◆ Short problem: Print the line that contains "[locate] rocky riverbank" and every line after it through the last line of the records below, exactly as written and nothing else.

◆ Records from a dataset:

==========

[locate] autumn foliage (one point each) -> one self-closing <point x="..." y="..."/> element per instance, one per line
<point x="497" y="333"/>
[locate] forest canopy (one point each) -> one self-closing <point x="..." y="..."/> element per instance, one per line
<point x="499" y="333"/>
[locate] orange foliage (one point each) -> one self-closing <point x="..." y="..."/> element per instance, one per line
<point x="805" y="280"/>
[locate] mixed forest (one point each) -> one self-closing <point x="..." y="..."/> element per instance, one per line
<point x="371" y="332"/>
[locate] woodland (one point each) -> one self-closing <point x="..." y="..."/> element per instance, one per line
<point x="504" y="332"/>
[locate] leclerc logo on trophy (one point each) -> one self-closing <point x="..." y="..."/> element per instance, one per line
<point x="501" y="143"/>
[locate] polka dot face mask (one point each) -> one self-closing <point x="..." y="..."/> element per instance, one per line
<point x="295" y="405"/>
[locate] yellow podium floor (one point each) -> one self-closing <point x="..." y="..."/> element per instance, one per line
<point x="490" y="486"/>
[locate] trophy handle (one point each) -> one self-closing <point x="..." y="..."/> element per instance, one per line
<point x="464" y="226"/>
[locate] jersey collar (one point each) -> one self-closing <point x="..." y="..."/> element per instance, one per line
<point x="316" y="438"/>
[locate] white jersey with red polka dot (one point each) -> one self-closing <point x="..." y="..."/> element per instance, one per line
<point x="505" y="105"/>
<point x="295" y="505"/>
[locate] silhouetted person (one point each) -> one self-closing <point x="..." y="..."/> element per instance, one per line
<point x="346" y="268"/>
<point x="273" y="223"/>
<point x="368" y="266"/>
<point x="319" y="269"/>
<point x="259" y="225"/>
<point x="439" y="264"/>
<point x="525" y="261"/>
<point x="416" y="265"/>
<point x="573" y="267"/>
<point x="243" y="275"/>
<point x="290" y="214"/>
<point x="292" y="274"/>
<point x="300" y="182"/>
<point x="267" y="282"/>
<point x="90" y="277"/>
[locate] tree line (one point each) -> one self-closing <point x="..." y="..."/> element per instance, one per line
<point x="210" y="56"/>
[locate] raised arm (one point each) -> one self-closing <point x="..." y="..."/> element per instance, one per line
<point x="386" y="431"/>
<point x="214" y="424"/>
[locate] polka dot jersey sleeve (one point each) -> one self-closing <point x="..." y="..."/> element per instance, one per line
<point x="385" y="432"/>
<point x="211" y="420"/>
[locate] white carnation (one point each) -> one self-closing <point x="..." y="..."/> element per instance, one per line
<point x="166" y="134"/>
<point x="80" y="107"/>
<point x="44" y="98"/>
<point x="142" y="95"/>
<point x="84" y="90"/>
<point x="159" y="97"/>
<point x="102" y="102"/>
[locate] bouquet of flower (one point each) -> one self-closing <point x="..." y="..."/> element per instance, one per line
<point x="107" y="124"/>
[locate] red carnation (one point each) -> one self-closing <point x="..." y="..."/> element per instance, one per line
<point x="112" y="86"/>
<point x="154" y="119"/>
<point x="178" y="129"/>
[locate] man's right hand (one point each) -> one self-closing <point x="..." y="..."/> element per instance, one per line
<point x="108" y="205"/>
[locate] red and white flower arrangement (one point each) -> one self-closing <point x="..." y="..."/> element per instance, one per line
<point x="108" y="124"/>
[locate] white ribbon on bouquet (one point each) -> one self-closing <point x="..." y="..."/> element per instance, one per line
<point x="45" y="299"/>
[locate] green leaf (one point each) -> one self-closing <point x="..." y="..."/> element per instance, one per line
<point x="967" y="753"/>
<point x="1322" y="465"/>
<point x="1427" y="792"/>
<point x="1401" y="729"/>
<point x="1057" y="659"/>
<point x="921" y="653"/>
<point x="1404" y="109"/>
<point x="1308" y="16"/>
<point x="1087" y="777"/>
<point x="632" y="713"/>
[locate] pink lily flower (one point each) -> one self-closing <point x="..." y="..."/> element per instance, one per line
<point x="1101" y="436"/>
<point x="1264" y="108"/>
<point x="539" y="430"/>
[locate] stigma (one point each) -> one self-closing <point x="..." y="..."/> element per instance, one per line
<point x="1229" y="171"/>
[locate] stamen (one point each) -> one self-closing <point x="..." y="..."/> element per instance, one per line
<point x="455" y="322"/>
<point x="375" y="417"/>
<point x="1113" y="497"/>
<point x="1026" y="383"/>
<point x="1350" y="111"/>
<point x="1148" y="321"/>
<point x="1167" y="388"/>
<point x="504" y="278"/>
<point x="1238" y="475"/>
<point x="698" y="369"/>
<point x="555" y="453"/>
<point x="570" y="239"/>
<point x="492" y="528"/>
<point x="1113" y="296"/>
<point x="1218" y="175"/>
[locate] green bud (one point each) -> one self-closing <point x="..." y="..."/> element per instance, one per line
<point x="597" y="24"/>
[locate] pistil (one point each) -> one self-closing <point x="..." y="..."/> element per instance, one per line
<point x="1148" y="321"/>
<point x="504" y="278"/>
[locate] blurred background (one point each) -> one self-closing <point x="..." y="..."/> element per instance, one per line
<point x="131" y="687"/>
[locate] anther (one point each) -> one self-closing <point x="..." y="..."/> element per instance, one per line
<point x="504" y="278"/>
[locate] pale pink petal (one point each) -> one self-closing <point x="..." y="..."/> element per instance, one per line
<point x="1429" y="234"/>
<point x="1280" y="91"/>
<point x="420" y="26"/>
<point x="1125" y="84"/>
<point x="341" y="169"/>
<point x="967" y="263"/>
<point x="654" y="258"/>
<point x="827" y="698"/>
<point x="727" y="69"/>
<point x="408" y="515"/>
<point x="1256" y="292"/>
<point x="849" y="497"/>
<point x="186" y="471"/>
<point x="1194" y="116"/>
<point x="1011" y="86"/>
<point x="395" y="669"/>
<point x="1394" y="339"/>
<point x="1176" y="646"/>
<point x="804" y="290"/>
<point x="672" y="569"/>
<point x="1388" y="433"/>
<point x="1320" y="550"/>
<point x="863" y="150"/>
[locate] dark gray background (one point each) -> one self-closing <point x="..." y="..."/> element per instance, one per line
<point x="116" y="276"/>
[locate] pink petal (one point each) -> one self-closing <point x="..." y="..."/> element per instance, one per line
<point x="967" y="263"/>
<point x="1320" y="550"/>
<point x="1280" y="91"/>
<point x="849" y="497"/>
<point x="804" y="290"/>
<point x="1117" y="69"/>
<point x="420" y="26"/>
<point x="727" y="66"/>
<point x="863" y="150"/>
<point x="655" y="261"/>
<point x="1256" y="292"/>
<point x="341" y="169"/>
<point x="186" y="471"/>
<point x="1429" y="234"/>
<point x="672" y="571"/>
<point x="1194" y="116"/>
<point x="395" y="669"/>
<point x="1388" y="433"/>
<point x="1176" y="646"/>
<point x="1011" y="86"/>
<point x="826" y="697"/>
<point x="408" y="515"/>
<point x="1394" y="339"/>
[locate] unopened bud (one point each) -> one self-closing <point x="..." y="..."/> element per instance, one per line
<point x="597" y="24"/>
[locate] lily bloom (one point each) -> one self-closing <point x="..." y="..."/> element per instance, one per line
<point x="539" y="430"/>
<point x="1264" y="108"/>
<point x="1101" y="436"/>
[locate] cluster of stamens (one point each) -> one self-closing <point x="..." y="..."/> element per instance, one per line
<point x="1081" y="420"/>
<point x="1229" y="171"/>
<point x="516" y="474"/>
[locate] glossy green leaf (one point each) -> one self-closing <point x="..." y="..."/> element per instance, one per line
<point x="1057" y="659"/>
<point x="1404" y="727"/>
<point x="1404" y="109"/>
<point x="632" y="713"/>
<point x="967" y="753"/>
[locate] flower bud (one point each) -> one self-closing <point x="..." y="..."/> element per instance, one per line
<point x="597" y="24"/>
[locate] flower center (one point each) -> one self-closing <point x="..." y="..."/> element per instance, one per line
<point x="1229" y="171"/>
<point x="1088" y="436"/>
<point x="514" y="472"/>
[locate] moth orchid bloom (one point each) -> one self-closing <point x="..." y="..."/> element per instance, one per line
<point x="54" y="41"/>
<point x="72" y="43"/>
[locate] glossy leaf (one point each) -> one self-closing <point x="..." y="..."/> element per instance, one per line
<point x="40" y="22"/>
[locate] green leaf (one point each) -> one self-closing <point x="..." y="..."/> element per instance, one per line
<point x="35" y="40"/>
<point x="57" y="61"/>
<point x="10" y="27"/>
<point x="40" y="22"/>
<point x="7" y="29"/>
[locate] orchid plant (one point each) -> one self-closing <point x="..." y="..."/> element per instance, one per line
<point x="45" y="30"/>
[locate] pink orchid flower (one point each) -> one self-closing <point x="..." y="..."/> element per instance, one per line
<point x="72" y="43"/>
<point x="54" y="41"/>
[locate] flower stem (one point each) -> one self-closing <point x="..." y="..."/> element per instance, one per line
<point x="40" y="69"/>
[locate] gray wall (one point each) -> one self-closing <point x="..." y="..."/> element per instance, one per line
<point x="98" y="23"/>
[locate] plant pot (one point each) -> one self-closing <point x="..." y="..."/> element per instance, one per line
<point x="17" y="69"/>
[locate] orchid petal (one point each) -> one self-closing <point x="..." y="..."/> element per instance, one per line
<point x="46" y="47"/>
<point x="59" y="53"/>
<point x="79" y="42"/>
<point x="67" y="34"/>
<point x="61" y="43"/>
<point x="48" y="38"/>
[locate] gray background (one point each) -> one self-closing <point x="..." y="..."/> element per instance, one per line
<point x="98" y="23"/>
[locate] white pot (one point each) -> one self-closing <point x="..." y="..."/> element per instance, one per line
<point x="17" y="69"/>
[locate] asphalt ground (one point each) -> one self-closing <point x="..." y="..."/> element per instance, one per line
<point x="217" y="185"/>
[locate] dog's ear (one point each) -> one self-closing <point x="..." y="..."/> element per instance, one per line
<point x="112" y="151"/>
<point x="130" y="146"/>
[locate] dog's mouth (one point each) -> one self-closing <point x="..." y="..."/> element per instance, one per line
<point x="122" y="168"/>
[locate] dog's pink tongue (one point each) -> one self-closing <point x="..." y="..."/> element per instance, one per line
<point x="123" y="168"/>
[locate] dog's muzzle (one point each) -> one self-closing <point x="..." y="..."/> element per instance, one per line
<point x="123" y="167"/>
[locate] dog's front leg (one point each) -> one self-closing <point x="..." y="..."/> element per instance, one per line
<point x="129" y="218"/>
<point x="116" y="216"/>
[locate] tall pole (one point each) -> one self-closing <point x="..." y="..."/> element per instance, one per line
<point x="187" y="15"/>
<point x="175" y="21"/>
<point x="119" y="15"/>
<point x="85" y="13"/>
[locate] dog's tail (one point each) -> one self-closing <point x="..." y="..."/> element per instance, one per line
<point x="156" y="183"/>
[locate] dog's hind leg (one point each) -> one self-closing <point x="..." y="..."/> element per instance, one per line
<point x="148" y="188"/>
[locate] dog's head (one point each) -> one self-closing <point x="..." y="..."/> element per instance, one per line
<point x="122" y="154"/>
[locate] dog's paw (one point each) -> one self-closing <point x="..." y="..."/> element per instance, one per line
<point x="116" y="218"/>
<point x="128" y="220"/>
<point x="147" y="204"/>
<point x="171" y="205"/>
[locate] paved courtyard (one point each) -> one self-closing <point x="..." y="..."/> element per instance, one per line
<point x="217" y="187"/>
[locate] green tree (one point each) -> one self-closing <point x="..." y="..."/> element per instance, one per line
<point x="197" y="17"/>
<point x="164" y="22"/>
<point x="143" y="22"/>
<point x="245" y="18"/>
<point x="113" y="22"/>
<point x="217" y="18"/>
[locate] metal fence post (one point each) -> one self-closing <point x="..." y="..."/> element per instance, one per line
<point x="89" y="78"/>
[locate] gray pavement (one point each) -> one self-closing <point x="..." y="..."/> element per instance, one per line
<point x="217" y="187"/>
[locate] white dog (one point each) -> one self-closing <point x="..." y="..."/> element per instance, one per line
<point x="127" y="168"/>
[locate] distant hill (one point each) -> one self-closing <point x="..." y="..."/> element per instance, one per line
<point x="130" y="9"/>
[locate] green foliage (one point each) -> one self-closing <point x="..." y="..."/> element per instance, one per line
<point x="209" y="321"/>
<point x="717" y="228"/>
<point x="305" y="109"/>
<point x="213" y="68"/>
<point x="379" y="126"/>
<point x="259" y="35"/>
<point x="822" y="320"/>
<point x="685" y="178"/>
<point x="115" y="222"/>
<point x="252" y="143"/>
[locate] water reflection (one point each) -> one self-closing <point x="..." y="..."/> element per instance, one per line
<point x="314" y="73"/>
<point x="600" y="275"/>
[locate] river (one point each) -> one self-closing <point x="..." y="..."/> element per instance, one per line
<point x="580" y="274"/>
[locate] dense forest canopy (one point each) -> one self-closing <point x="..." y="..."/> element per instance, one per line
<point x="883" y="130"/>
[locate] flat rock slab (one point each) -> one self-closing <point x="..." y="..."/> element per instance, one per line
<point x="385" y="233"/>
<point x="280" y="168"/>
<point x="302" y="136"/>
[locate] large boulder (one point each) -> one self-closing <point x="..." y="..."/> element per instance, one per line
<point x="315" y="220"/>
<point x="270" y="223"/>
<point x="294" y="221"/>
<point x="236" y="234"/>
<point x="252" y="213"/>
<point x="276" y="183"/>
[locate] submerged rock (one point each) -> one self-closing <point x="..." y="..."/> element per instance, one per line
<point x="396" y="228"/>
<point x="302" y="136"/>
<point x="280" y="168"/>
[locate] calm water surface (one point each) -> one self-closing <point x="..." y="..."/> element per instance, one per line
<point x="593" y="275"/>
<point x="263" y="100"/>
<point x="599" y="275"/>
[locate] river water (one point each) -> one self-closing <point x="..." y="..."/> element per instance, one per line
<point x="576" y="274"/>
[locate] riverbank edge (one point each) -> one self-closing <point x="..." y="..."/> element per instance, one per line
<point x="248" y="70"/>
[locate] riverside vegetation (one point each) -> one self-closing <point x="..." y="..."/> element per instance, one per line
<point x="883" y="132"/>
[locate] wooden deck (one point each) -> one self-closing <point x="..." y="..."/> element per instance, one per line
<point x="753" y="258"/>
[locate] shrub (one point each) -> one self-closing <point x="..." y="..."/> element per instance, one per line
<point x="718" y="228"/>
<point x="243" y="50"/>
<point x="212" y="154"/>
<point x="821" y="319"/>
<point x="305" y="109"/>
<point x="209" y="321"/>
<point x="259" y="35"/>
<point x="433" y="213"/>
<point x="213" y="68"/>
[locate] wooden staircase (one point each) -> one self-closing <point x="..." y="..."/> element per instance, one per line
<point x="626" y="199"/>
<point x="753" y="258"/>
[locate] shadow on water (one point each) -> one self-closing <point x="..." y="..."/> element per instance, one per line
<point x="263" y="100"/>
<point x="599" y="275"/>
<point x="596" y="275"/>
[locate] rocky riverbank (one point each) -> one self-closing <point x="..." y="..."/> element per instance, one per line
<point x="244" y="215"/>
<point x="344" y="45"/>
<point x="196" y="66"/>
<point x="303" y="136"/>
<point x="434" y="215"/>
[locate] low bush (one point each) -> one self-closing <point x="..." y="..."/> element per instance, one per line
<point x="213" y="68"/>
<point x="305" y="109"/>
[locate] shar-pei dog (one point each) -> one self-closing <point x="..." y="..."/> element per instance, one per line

==========

◆ Exercise result:
[locate] rocky riverbank (one point each) -> one self-closing <point x="..." y="..."/> element per instance, one per line
<point x="244" y="215"/>
<point x="344" y="45"/>
<point x="196" y="66"/>
<point x="303" y="136"/>
<point x="434" y="215"/>
[locate] low bush (one point each) -> one self-closing <point x="..." y="..."/> element per instance, one per line
<point x="213" y="68"/>
<point x="305" y="109"/>
[locate] shar-pei dog (one point each) -> one self-closing <point x="..." y="..."/> element per instance, one per line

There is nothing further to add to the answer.